EXERCISE DESCRIPTION. For this exercise, write out the whole listing below exactly, omitting its images.

^^^^^^^^

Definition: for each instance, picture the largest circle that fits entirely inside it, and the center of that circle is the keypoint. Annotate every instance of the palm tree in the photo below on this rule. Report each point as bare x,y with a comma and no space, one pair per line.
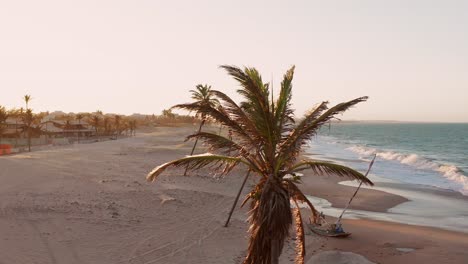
26,99
3,117
28,120
267,141
202,97
94,121
79,117
106,124
117,120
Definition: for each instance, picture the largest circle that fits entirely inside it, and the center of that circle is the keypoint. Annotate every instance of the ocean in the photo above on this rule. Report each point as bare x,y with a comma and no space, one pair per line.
426,163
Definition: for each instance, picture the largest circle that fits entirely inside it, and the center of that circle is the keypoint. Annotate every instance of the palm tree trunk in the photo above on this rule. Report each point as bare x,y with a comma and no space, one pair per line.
195,144
29,139
237,198
275,251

^^^^^^^^

ANSWER BELOW.
Definition: for each instance, picture the largest circle that fits entirely inside it, and the center of that circle is the keypoint. Annotate every instance of the palm tree in the photo below on this rule. Report each point as bare x,y with a comma and no space, one pair per line.
26,99
3,117
28,120
267,141
202,97
94,121
79,117
106,124
117,120
Definition: for each instance, picture the largest circle that fits entirely inside it, and the center of that circle is the keypoint. Annotate every instance of the ocean in the photo above on this rule. Report each point as bare x,y with a comma and no space, one pair per line.
426,163
Definition: for each instance, picture the largest circle that fits entirely inside it, and the center of that circle is the keypoint. Annotate every instance of the palm tree trunk in the photo above on this rule. Report each point as bare x,y with a comma and no space, one pair per line.
195,144
29,139
237,198
275,251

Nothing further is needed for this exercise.